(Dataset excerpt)
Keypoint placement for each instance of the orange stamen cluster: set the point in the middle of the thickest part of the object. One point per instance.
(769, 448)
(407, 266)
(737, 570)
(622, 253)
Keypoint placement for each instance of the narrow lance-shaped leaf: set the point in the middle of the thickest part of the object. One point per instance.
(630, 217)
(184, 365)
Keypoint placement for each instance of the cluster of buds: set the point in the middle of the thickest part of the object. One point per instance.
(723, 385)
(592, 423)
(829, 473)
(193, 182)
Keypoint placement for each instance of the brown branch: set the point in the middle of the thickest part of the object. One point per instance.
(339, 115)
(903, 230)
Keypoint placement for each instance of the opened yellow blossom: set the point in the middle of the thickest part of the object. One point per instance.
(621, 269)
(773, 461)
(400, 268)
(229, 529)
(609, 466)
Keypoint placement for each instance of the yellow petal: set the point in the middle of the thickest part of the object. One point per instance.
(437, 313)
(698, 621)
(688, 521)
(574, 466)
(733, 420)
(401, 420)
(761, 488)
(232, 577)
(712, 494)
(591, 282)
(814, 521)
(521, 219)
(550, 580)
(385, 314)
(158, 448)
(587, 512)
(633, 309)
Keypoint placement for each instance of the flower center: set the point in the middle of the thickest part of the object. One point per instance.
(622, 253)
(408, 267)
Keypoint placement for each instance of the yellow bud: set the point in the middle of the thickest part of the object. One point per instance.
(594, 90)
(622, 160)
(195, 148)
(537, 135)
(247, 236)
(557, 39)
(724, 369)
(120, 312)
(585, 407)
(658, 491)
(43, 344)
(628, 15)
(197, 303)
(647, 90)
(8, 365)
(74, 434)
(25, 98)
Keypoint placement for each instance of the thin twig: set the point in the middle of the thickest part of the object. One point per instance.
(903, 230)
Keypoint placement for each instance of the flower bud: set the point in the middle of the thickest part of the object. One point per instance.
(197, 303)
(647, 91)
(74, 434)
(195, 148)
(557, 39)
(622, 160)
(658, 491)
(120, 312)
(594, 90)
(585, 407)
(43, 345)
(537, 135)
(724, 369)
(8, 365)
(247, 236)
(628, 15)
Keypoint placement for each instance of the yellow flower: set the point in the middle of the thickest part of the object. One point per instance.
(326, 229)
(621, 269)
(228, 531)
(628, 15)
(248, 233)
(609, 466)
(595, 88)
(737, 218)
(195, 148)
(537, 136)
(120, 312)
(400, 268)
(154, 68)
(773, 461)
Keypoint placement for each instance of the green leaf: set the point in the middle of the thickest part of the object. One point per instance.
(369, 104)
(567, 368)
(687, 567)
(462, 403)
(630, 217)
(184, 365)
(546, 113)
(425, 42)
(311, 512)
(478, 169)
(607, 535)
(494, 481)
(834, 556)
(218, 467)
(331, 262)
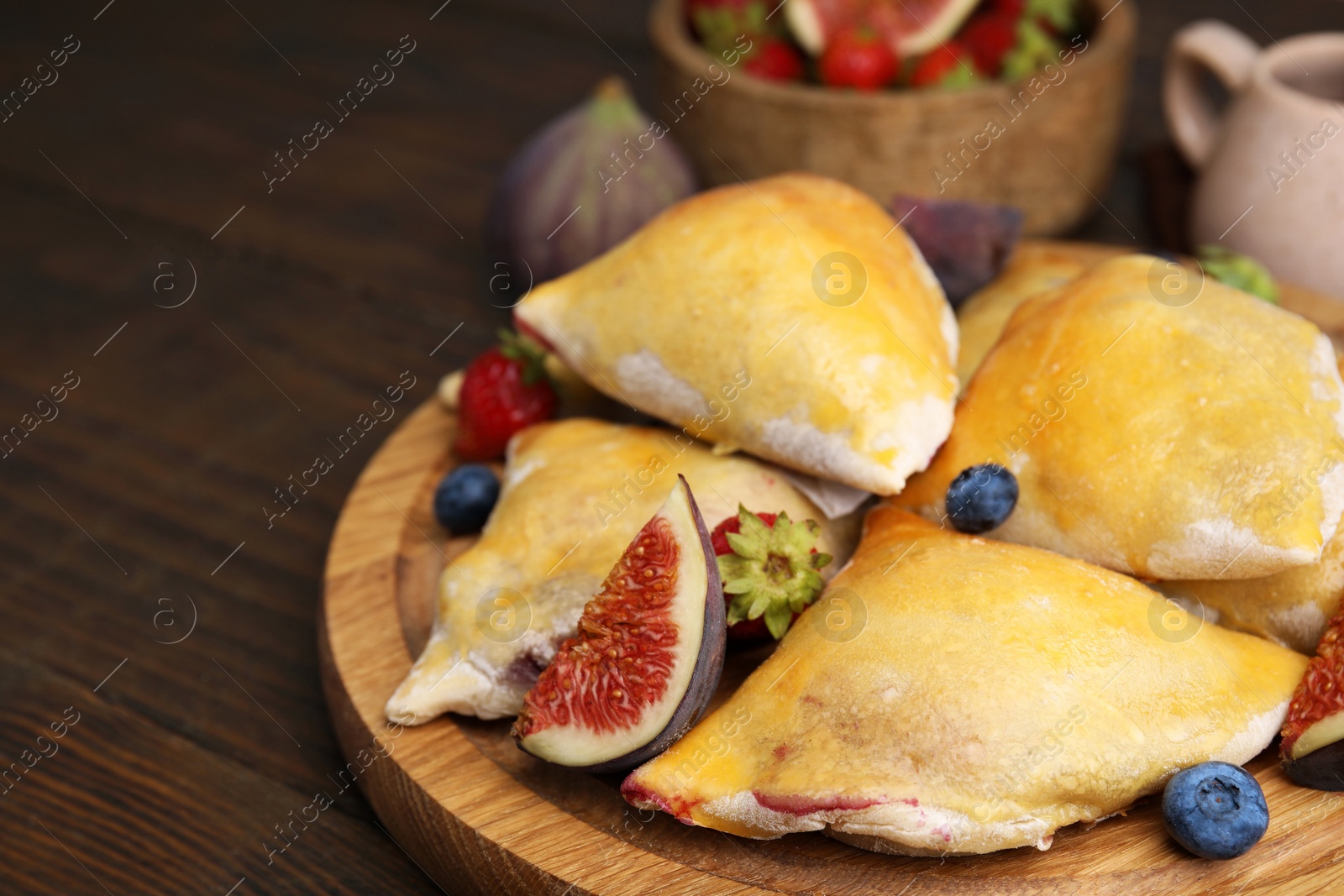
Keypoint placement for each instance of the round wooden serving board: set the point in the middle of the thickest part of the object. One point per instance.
(483, 817)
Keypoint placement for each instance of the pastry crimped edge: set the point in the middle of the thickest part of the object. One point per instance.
(927, 831)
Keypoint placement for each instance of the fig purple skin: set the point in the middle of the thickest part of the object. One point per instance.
(1320, 770)
(709, 665)
(965, 244)
(581, 186)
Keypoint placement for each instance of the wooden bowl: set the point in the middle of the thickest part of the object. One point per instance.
(1053, 149)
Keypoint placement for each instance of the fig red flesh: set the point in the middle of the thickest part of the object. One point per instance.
(647, 658)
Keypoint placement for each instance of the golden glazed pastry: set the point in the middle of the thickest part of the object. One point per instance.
(573, 496)
(796, 293)
(956, 694)
(1195, 443)
(1289, 607)
(1034, 268)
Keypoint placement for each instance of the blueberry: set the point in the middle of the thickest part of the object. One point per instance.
(981, 497)
(465, 497)
(1215, 810)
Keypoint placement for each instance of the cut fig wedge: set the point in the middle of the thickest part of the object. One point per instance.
(648, 653)
(1314, 734)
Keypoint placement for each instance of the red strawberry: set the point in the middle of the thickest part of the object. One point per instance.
(774, 60)
(858, 58)
(949, 66)
(769, 571)
(990, 36)
(1314, 734)
(504, 390)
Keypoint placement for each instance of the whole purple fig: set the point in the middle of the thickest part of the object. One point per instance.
(585, 183)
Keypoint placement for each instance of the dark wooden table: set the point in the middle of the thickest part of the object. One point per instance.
(160, 711)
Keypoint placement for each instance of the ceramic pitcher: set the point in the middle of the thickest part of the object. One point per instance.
(1272, 160)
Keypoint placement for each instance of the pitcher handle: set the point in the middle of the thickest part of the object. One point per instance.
(1203, 46)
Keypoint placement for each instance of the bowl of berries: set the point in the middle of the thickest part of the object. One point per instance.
(1015, 102)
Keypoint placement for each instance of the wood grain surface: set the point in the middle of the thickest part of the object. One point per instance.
(127, 510)
(487, 819)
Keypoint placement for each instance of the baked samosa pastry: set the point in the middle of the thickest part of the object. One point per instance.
(790, 317)
(573, 496)
(956, 694)
(1194, 443)
(1290, 607)
(1034, 268)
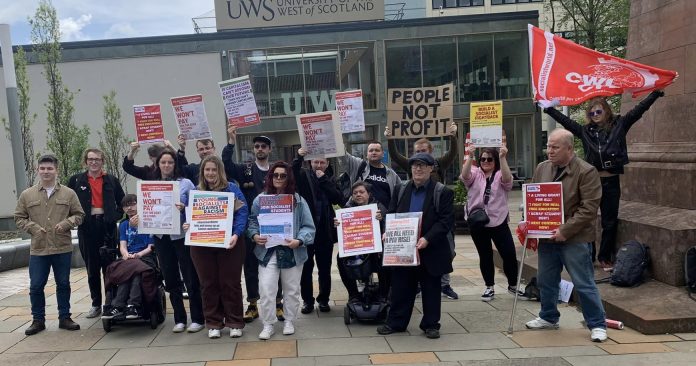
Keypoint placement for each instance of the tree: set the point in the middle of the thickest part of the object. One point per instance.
(113, 142)
(26, 119)
(65, 139)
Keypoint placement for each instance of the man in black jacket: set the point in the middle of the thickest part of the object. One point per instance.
(100, 196)
(420, 194)
(318, 186)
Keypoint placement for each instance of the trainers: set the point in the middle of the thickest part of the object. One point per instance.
(179, 328)
(598, 335)
(251, 313)
(288, 328)
(449, 292)
(267, 332)
(194, 327)
(520, 294)
(235, 332)
(93, 312)
(213, 333)
(35, 327)
(132, 312)
(488, 294)
(539, 323)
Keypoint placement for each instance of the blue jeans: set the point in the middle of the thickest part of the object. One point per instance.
(577, 258)
(39, 268)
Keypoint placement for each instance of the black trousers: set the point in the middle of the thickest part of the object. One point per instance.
(609, 206)
(403, 296)
(323, 252)
(174, 255)
(502, 238)
(92, 235)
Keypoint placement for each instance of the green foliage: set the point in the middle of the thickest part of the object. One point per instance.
(113, 142)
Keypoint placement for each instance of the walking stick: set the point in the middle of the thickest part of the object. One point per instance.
(517, 289)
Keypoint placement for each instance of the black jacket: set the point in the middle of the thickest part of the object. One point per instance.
(606, 149)
(112, 194)
(436, 258)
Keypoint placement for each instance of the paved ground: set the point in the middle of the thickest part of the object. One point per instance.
(473, 333)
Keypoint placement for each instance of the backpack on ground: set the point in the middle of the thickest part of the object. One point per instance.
(632, 260)
(690, 271)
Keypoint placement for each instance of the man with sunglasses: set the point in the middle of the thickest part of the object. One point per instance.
(251, 176)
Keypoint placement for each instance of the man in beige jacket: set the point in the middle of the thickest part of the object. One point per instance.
(48, 211)
(570, 245)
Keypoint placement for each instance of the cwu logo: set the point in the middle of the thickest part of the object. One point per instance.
(251, 9)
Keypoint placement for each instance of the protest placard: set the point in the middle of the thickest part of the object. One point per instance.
(401, 236)
(320, 134)
(157, 213)
(358, 231)
(239, 102)
(350, 111)
(486, 123)
(190, 117)
(275, 218)
(543, 208)
(148, 123)
(210, 215)
(420, 112)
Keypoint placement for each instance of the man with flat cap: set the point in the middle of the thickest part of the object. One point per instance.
(435, 200)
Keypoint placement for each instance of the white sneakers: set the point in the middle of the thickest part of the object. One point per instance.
(267, 332)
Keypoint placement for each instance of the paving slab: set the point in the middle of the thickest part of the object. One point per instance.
(83, 358)
(342, 346)
(450, 342)
(173, 354)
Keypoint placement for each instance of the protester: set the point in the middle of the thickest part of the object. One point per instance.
(100, 195)
(604, 141)
(424, 145)
(433, 249)
(318, 187)
(173, 255)
(251, 177)
(488, 188)
(220, 270)
(570, 246)
(382, 178)
(48, 211)
(282, 262)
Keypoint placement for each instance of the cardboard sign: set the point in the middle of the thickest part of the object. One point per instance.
(486, 122)
(350, 111)
(148, 123)
(320, 135)
(239, 102)
(190, 117)
(420, 112)
(543, 208)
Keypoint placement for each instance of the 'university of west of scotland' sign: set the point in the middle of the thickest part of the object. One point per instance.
(237, 14)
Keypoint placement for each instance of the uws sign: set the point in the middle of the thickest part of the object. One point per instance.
(238, 14)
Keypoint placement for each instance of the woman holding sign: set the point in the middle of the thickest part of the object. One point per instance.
(283, 261)
(220, 269)
(173, 255)
(487, 215)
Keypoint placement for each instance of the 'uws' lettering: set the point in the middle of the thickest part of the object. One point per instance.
(249, 7)
(588, 82)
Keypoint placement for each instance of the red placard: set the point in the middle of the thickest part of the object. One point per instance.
(148, 123)
(543, 208)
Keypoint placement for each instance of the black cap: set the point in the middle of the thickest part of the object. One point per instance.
(424, 158)
(263, 139)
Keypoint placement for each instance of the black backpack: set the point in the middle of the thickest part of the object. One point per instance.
(631, 262)
(690, 271)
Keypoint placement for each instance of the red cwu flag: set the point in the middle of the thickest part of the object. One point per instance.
(565, 73)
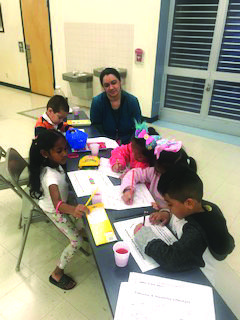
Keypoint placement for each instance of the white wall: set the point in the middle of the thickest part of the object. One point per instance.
(13, 65)
(142, 14)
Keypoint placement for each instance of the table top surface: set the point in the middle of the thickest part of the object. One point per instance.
(112, 276)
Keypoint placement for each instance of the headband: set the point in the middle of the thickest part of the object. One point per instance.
(167, 145)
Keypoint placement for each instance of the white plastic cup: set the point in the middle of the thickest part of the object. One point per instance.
(94, 147)
(121, 253)
(76, 110)
(97, 198)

Stated exercise
Rewrite the items starting at the line containing "Keypoint placement for each instance of the white plastic" and ending at the last item, replacing "white plastic cup" with "disposable cup" and leaving everything else unchanged.

Answer to this task
Keypoint placement for each instance of the disposable cup: set the point in the middle of the thickest part of the object. One point per instance.
(94, 147)
(121, 253)
(76, 110)
(97, 198)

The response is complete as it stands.